■ **Goal of the exercise**:
Look for the word "green" in the records, and copy each line where it appears.

--- Dataset content Enclosed Below ---

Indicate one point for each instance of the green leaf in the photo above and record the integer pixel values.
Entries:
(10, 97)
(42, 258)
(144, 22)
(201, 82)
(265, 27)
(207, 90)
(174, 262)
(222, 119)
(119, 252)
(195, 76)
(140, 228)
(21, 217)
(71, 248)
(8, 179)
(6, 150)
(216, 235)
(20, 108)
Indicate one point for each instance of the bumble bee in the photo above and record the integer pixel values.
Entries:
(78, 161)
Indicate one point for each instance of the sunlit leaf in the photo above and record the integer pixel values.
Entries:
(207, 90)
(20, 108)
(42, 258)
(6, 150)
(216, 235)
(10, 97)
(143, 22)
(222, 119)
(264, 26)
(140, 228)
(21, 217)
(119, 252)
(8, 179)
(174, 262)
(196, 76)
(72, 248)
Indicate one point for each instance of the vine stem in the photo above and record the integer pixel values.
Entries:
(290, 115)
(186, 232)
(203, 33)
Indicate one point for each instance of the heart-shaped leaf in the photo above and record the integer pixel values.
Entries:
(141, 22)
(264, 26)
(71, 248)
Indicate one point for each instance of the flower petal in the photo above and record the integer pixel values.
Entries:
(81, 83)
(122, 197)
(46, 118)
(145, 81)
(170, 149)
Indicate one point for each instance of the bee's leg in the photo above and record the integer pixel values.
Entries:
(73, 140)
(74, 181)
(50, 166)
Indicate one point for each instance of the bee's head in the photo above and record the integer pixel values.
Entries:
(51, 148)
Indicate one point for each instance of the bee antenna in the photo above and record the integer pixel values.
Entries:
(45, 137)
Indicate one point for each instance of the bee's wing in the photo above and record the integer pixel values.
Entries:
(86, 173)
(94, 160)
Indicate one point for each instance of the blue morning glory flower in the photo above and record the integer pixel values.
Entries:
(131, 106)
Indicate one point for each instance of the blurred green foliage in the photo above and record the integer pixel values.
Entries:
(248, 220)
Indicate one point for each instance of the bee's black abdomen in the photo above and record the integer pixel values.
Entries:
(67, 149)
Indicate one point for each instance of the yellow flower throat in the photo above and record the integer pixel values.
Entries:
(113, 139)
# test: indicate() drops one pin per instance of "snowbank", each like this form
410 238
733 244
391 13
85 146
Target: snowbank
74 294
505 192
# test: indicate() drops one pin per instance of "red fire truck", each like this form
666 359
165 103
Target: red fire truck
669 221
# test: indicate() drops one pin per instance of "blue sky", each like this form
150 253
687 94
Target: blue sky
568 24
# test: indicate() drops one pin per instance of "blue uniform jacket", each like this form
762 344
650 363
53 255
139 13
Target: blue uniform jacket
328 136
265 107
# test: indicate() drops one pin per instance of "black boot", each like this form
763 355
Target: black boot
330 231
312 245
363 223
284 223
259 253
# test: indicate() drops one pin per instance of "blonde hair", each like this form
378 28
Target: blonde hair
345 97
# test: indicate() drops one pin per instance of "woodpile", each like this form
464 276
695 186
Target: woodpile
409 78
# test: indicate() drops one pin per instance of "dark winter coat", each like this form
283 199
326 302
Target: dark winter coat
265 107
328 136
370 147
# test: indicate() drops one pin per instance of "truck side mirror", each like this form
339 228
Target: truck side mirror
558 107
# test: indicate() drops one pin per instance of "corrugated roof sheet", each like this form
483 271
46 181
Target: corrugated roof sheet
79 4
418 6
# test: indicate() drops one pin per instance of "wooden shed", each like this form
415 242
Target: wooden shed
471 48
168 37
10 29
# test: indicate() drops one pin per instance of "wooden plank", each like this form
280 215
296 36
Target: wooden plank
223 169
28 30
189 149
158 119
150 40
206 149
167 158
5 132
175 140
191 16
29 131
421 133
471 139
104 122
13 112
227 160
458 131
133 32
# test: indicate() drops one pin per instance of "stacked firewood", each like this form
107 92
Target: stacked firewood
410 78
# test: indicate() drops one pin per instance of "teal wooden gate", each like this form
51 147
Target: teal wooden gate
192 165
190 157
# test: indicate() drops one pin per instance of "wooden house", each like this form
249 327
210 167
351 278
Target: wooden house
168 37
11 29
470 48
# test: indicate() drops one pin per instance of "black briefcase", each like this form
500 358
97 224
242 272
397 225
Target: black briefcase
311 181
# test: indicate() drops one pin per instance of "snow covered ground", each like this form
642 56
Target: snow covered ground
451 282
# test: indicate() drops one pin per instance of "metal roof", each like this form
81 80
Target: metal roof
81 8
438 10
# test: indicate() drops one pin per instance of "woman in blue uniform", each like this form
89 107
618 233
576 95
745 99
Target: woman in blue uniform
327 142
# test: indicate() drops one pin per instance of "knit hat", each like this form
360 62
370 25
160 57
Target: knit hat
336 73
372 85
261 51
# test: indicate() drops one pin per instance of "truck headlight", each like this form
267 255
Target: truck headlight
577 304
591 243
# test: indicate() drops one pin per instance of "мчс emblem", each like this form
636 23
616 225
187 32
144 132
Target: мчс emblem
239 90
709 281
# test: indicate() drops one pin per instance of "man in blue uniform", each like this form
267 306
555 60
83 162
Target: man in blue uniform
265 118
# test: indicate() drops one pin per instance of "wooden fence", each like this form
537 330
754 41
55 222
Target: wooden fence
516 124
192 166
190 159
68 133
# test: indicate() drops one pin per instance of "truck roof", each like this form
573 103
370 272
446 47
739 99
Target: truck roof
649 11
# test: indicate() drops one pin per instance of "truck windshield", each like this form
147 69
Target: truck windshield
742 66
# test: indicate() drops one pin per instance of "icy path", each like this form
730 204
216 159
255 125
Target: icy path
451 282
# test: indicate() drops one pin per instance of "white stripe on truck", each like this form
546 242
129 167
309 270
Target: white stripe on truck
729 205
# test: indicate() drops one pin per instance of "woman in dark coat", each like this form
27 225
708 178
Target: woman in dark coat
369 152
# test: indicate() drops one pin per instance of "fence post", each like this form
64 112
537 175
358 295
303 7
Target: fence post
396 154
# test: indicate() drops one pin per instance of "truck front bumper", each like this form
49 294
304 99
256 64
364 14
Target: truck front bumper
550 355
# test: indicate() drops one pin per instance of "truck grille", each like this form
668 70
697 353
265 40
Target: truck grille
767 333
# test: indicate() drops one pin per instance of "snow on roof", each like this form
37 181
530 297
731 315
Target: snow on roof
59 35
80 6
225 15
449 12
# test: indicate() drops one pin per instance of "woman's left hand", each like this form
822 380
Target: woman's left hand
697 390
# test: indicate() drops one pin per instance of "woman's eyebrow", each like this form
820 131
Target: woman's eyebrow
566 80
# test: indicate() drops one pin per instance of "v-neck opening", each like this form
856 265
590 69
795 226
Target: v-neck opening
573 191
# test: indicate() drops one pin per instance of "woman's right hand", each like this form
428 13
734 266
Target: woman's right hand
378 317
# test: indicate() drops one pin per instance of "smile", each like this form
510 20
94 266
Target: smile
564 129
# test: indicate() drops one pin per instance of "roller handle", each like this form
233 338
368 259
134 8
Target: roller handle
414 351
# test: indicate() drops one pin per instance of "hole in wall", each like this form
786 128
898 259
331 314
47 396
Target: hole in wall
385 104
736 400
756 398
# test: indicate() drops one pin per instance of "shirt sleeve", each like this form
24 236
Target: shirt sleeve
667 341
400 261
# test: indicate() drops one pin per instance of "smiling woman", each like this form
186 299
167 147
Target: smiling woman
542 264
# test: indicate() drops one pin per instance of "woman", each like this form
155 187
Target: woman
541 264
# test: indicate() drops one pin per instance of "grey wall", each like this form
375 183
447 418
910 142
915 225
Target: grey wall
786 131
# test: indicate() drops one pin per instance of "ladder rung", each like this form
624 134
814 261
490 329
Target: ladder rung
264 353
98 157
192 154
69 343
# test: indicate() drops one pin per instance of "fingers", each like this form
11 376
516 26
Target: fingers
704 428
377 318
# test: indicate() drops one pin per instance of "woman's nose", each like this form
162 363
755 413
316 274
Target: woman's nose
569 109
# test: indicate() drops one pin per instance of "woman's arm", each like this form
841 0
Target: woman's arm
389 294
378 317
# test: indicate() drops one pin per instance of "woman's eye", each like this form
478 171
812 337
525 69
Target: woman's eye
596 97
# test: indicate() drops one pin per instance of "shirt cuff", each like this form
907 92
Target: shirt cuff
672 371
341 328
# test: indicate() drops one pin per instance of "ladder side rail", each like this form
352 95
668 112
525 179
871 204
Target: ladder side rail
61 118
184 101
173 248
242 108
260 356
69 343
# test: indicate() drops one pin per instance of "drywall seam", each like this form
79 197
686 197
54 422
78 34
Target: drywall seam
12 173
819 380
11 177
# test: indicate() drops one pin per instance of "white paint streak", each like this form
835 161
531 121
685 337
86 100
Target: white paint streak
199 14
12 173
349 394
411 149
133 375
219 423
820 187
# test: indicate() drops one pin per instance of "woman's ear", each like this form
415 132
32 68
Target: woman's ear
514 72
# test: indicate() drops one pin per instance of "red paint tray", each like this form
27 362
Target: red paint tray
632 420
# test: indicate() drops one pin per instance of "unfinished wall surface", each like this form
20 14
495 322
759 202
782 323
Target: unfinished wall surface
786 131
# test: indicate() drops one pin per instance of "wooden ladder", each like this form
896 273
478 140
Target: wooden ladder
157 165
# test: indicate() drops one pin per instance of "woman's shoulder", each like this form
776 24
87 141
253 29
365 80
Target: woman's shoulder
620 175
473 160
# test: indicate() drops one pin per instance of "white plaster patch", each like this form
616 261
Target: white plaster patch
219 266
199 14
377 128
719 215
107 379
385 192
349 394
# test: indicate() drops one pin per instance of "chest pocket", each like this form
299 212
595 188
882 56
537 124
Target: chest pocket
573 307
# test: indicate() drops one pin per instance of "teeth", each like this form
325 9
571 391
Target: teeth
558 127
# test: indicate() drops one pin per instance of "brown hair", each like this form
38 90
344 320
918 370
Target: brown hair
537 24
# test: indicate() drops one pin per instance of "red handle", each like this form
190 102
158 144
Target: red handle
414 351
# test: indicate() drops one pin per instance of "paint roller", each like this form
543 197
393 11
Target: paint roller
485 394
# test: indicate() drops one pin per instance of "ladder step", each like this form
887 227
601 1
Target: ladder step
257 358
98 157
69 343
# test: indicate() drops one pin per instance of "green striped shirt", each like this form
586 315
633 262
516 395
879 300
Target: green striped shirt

--- End of Enclosed Dataset content ---

■ **Solution**:
Indicate one point for each instance of the green leaf in the photo above and record the integer pixel values.
Indicate one point for each instance of the blurred green foliage in the photo above and record the integer pixel values.
# test: indicate() drops one pin per instance of "green striped shirt", each like this form
Target: green striped shirt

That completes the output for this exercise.